### Your objective
Each line with the word "paved" must appear in the answer, copied from the records.

[Saved entries]
★ ★ ★ ★
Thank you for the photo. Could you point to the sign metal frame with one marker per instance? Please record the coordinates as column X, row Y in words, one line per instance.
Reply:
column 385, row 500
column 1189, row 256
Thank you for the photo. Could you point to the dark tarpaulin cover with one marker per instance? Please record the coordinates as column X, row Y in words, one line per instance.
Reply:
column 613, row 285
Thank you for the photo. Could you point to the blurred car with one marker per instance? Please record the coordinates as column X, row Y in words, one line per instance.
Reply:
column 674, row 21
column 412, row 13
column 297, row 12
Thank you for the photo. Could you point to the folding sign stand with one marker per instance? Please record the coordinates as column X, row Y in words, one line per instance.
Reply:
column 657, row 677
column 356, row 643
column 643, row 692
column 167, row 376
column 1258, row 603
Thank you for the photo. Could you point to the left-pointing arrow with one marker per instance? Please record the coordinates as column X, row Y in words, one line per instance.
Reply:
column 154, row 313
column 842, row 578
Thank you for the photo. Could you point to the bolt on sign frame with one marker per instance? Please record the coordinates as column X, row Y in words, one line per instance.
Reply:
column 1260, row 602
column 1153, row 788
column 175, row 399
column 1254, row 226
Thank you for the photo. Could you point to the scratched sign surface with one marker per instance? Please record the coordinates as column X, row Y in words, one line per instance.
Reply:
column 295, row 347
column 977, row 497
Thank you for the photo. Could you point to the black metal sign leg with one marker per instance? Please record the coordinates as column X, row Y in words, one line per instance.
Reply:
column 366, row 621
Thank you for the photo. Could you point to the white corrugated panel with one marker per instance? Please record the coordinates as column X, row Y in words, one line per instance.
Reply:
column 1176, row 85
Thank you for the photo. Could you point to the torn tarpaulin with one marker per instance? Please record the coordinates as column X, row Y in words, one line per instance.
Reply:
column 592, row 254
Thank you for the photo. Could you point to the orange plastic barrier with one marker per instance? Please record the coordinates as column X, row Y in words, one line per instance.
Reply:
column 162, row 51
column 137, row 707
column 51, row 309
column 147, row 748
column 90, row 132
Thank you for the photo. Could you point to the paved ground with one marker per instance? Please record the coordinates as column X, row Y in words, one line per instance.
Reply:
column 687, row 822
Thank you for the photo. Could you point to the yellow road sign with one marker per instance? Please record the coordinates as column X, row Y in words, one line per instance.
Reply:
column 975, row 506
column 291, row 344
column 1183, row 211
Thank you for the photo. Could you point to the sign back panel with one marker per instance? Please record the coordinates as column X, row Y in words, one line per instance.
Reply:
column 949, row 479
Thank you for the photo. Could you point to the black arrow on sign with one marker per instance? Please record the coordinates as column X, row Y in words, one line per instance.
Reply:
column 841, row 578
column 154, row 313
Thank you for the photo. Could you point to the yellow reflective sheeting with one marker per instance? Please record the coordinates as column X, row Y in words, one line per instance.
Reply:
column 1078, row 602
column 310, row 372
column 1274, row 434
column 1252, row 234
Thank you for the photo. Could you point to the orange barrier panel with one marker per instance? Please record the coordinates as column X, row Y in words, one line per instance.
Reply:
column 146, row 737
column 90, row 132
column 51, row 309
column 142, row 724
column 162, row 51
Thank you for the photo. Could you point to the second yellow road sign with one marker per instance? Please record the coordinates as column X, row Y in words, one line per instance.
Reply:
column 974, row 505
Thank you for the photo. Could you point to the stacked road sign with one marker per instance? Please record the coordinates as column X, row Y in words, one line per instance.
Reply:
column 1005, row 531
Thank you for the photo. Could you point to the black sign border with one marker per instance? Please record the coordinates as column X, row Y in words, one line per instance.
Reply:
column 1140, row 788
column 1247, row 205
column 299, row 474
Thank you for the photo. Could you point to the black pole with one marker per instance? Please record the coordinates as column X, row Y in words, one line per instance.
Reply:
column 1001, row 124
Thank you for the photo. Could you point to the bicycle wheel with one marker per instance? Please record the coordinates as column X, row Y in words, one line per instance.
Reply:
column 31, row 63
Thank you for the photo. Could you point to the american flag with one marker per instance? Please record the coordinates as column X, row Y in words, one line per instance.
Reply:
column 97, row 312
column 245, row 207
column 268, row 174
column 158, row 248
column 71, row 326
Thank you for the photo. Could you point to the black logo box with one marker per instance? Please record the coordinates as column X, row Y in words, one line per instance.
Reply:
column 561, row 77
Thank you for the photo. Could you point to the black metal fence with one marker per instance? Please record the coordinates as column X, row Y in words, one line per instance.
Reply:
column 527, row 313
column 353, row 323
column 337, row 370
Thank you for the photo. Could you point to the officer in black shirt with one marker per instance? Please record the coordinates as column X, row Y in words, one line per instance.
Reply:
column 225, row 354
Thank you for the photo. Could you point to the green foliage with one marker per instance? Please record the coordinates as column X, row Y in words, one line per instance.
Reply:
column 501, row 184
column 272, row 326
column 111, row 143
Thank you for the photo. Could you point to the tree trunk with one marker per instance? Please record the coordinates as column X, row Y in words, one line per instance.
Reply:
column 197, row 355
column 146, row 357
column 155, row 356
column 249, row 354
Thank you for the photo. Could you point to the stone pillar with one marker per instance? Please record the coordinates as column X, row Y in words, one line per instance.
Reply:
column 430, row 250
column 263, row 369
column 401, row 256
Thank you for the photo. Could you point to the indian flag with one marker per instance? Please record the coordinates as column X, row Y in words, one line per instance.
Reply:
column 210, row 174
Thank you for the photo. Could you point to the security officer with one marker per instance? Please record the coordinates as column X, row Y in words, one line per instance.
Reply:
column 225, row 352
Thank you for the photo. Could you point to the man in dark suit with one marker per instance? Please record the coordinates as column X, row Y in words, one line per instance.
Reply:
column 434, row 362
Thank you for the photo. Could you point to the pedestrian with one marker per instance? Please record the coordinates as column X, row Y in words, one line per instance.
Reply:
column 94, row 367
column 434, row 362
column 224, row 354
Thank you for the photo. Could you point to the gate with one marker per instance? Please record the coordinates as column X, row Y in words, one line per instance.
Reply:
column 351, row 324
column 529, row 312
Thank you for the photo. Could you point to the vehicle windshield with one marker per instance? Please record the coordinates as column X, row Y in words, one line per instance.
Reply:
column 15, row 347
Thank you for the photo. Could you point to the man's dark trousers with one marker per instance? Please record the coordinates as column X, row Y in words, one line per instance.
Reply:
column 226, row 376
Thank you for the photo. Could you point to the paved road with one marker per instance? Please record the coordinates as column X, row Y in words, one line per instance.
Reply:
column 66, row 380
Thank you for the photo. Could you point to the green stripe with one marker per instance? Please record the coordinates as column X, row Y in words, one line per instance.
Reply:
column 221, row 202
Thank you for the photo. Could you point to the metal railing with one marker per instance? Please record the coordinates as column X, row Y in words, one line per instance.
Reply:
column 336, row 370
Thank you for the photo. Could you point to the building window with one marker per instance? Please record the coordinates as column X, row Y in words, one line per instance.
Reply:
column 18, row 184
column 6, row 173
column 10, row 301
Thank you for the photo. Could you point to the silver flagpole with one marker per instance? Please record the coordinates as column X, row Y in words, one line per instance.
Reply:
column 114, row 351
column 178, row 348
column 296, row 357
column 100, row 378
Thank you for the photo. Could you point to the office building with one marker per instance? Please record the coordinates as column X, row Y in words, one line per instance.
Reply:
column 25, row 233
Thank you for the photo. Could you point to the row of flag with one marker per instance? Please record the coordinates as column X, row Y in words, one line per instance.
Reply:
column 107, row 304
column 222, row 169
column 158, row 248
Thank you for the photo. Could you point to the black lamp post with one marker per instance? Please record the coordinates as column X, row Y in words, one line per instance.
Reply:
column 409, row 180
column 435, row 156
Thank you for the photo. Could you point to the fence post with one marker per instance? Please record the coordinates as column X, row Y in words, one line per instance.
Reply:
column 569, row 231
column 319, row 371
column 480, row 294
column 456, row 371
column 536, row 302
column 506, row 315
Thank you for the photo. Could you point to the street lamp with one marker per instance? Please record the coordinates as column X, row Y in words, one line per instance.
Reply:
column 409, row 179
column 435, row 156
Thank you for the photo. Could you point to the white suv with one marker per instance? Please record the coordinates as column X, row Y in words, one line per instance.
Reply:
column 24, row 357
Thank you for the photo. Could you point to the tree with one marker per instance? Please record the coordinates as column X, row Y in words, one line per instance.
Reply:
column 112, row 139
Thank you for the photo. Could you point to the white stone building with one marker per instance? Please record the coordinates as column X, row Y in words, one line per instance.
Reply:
★ ★ ★ ★
### Finished task
Thank you for the photo. Could you point to the paved ground with one marker per instance? Please record the coordinates as column X, row Y in words, one line per instance.
Thank you for the photo. Could you point to the paved road with one marker per instance? Please record the coordinates as column X, row Y in words, one line per instance.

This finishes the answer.